* [Assigned task]:
Check each line below for "Query" and say how many have it, with no other words.

* [The data]:

- Opening Delimiter -

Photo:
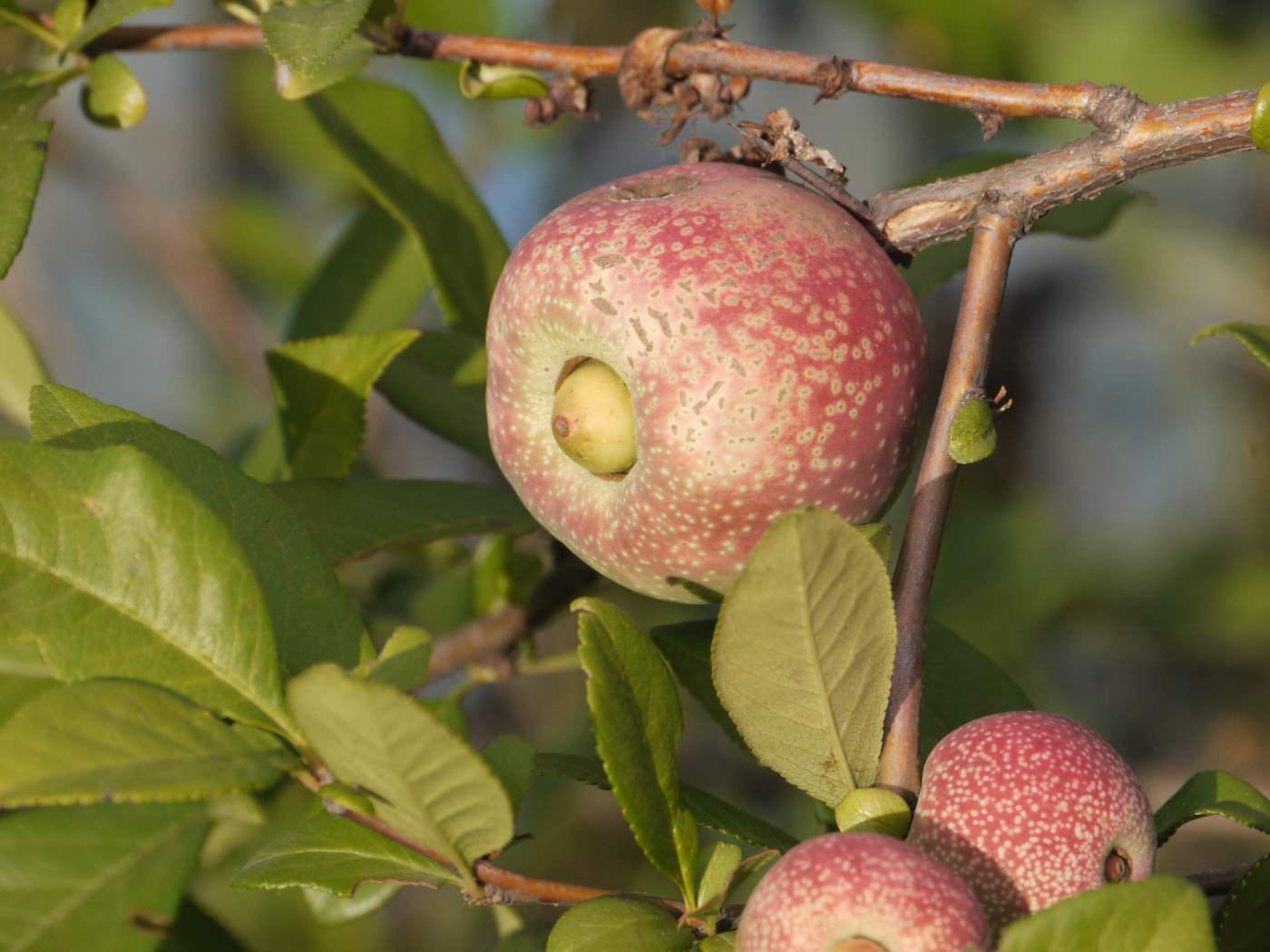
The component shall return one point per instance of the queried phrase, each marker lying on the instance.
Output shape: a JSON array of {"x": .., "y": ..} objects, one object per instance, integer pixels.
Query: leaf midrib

- Closing Delimiter -
- Opening Delimiter -

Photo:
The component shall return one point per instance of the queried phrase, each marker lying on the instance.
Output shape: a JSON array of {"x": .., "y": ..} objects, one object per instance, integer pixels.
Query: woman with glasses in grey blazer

- Closing Delimiter -

* [Response area]:
2